WHAT THE TASK ASKS: Format the material from the line containing "the taxi license" down to the line containing "641,572,691,598", both included, as a two-column CSV with the header text,answer. Give one row per entry, with its wording under text and its answer under answer, each in a single quoted field and with line breaks turned into spaces.
--- SUPPLIED MATERIAL ---
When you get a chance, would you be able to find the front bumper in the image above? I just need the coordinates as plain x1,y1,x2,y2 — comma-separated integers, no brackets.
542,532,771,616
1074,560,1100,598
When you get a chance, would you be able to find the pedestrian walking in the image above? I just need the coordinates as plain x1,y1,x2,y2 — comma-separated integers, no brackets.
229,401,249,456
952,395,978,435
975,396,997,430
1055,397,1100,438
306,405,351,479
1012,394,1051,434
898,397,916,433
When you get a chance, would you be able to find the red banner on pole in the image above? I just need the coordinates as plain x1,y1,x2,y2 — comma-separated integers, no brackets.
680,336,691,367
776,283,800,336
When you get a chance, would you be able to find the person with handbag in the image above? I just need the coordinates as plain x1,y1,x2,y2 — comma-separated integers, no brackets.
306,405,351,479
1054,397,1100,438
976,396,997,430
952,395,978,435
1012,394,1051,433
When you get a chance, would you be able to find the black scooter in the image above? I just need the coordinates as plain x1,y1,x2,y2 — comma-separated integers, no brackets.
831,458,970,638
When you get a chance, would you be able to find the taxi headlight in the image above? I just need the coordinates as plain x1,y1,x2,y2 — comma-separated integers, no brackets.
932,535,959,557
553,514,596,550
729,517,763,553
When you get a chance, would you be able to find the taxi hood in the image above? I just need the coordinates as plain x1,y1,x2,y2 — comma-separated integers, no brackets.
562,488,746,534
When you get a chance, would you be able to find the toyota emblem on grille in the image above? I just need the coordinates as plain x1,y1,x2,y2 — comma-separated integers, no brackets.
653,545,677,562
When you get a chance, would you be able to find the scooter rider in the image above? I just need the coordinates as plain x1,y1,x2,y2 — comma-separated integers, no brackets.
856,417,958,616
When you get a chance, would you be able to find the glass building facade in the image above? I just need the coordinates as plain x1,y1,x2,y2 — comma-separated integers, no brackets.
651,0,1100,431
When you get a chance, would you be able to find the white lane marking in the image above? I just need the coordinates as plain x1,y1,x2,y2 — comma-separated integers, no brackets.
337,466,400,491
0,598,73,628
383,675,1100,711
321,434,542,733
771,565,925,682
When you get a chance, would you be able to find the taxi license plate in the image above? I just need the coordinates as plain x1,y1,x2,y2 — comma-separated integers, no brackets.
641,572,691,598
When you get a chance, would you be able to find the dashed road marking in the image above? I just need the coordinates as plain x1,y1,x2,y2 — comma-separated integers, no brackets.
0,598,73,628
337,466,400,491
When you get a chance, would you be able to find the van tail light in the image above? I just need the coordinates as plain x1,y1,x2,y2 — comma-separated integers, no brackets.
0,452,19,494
---
--- SUPPLIED MATERIAL ---
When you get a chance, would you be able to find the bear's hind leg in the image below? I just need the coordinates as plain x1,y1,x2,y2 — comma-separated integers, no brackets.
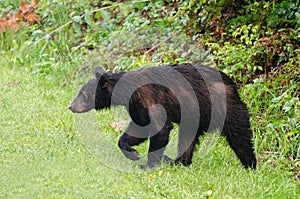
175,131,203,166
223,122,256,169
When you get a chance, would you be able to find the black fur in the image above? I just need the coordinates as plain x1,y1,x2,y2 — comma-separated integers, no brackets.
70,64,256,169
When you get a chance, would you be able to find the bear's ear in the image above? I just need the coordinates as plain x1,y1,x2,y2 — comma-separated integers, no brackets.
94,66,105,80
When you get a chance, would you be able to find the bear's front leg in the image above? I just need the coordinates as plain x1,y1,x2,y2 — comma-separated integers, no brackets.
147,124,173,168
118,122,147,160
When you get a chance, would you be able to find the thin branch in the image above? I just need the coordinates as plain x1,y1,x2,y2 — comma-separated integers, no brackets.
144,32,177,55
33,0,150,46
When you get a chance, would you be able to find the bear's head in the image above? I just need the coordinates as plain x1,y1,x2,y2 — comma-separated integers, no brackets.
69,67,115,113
---
--- SUPPLIED MATERIAL ---
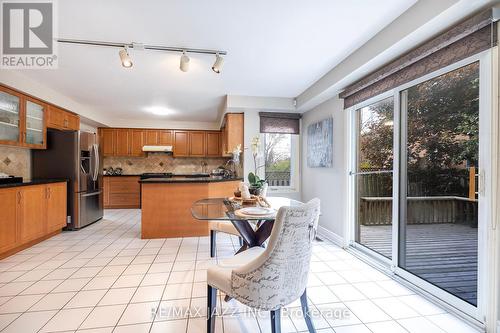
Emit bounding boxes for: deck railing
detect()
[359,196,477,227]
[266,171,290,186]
---
REPLY:
text,answer
"When you get a chance, would you be able to find the taxi license plate in the image above? I just need the coordinates as plain x1,y1,x2,y2 — comma-separated integers, no brackets.","641,572,691,598"